_Your goal_.
Copy the listing below without changing a single character.

----- Supplied entries

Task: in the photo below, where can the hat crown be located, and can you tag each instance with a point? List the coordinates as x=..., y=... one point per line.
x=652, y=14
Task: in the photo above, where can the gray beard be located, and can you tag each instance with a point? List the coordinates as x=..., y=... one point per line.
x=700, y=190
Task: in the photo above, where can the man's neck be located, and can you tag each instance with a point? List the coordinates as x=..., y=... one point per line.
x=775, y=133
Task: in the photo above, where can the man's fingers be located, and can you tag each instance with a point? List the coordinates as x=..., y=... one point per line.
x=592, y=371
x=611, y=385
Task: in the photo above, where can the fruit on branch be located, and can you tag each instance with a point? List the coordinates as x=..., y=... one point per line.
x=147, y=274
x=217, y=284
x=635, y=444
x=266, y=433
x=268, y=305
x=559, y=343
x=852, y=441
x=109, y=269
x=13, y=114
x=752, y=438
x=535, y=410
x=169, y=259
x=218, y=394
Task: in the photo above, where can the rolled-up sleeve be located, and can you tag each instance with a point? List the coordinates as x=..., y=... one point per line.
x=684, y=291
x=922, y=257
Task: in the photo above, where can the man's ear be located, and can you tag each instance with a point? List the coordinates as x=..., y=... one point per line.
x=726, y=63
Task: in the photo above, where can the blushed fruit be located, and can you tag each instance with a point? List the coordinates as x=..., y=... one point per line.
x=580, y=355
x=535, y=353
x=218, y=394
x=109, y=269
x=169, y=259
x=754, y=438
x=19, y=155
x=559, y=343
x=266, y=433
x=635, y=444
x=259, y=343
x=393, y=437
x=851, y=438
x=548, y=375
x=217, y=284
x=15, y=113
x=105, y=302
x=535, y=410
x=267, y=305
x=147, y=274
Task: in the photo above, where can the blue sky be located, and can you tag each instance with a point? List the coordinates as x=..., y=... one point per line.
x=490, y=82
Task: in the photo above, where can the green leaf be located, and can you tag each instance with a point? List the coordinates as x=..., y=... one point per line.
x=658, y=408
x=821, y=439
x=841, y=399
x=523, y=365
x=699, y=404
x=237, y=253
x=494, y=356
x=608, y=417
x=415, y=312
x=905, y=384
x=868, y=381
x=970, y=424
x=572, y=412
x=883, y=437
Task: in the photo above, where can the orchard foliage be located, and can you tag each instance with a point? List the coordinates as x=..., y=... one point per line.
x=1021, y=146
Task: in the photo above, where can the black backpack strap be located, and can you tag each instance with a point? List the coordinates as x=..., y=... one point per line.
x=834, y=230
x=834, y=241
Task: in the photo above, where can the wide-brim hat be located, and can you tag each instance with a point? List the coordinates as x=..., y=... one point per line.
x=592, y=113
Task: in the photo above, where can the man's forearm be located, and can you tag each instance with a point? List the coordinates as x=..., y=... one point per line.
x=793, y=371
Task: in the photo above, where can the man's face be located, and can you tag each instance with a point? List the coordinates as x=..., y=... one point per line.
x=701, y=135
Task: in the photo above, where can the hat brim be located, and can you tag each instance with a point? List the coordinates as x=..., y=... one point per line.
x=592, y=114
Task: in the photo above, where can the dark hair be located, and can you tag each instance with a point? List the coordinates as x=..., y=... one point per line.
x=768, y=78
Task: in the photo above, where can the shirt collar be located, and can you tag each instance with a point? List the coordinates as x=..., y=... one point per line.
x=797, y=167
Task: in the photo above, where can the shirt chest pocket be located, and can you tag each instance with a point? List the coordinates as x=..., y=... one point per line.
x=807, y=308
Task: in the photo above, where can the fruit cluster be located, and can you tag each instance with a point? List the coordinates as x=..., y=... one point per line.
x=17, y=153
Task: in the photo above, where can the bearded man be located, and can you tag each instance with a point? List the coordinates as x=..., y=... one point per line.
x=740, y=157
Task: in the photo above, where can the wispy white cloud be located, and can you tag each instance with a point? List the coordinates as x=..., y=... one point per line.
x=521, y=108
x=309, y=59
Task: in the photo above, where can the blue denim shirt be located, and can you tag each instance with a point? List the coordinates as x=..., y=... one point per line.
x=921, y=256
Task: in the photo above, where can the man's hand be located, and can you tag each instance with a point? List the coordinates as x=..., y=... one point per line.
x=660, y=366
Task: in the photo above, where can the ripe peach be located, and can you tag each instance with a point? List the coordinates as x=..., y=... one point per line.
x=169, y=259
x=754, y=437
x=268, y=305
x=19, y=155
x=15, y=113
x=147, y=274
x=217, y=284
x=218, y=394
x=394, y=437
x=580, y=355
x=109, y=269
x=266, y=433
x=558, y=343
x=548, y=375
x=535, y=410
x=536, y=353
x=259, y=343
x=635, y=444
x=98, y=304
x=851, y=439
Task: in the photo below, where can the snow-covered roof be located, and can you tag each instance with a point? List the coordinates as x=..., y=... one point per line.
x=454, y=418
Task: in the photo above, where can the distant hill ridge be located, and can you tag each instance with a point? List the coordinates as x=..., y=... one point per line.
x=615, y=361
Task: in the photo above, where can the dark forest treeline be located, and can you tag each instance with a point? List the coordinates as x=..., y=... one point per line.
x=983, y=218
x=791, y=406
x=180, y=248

----------

_Task answer_.
Task: in the photo below, where can the hat crown be located, and can you tag each instance with a point? List the coordinates as x=..., y=... one point per line.
x=652, y=14
Task: in the photo above, where can the gray beard be located, and can you tag each instance with a point? List the coordinates as x=..., y=... one point per line.
x=700, y=190
Task: in the photo above, where can the man's neck be located, and can you tag each instance with a point? List the coordinates as x=..., y=... one point per line.
x=775, y=133
Task: in the photo above, where can the man's fingers be located, and can you tag each instance with a point? List the coordinates as x=..., y=... one point per line.
x=592, y=371
x=611, y=385
Task: in the photo above, where can the fruit on branch be located, and can you tag each instance with a point? List the coordinates as x=..., y=... one point per line.
x=147, y=274
x=217, y=284
x=635, y=444
x=266, y=433
x=268, y=305
x=559, y=343
x=852, y=441
x=109, y=269
x=13, y=114
x=752, y=438
x=535, y=410
x=169, y=259
x=218, y=394
Task: in the photo above, where can the rolled-up sleeve be located, and can you tag each instance with a point? List the coordinates as x=..., y=... one point per line.
x=684, y=291
x=922, y=257
Task: in the photo above, where can the man's ear be located, and can you tag each instance with a point? List the coordinates as x=..., y=... one point per line.
x=726, y=63
Task: in the photo above, where can the blushed fruit be located, and can you tag each instance with a point? List the coordinates as x=..., y=... one point per line.
x=580, y=355
x=535, y=353
x=218, y=394
x=109, y=269
x=169, y=259
x=754, y=438
x=19, y=155
x=559, y=343
x=266, y=433
x=635, y=444
x=259, y=343
x=393, y=437
x=851, y=438
x=548, y=375
x=217, y=284
x=15, y=113
x=105, y=302
x=535, y=410
x=267, y=305
x=147, y=274
Task: in the photo above, where can the blue sky be located, and can you tag each instance with a point? List the coordinates as x=..., y=... one point per line.
x=490, y=82
Task: in the photo above, where can the green leaf be located, and can you tag each instance with a point? List the coordinates as x=..., y=... one point per line.
x=658, y=408
x=821, y=439
x=841, y=399
x=523, y=365
x=699, y=404
x=237, y=253
x=494, y=356
x=608, y=417
x=415, y=312
x=905, y=384
x=868, y=381
x=970, y=424
x=572, y=412
x=883, y=437
Task: in the photo above, where can the orchard foliage be located, and can you tag each instance with a point? List the coordinates as x=..., y=... one point per line.
x=1021, y=146
Task: in the photo above, where can the black backpack strap be located, and can you tag each instance with a point? List the coordinates as x=..., y=... one point per line.
x=834, y=230
x=834, y=241
Task: in the photo above, where can the wide-brim hat be located, and can you tag each instance with a point? List the coordinates as x=..., y=... one point per line.
x=592, y=113
Task: in the photo above, where can the man's forearm be located, and can you tag each instance with a point? List the coordinates as x=..., y=... one point per line.
x=793, y=371
Task: in the photo above, where can the man's face be located, and can you tag each instance with a point? List the coordinates as x=..., y=... one point per line.
x=701, y=135
Task: in the photo above, where can the hat brim be located, and can you tag each instance with a point? List the coordinates as x=..., y=... one point per line.
x=592, y=114
Task: in the photo above, where can the dark hair be located, and can you tag each instance with a point? List the coordinates as x=..., y=... one point per line.
x=768, y=78
Task: in the photo above, where can the shirt collar be located, and can you tag each instance with a point? List the coordinates as x=..., y=... one point per line.
x=797, y=167
Task: in the photo above, where can the shirt chest pocket be located, and can you tag each instance with a point? List the coordinates as x=..., y=... one point per line.
x=807, y=308
Task: in the photo above, where can the fruit cluster be located, and can you tag each instance with a point? List the coordinates as x=..., y=... one point per line.
x=17, y=153
Task: in the photo above, where can the bearded man be located, and can you tag each instance with a point? List the coordinates as x=..., y=... one point per line.
x=740, y=157
Task: in the photo above, where can the wispy white cloud be located, and can you tag each instance with a point? List the coordinates as x=..., y=... one point per line.
x=521, y=108
x=309, y=59
Task: in the photo above, where can the blue denim shirt be located, and can you tag each instance with a point? List the coordinates as x=..., y=... one point per line.
x=921, y=256
Task: in the photo above, where can the man's hand be located, and can you tag each instance with a point? List the coordinates as x=..., y=... one point per line.
x=660, y=366
Task: in the photo above, where can the ripe peach be located, and can you tag each instance with a point? List the coordinates as x=..., y=... one point per line.
x=169, y=259
x=754, y=437
x=268, y=305
x=19, y=155
x=15, y=113
x=147, y=274
x=217, y=284
x=218, y=394
x=394, y=437
x=580, y=355
x=109, y=269
x=266, y=433
x=558, y=343
x=548, y=375
x=535, y=410
x=536, y=353
x=259, y=343
x=635, y=444
x=98, y=304
x=851, y=439
Task: in the photo below, where can the snow-covered roof be located, and can you tag each instance with a point? List the coordinates as x=..., y=... one point per line.
x=454, y=418
Task: in the photo above, where can the distant hill ridge be located, and can you tag each instance with a point? List the coordinates as x=..., y=... one point per line.
x=615, y=361
Task: in the photo above, where can the dark forest treeline be located, and can you tag each instance with a point? List the coordinates as x=..., y=... one point per line.
x=983, y=218
x=791, y=406
x=180, y=248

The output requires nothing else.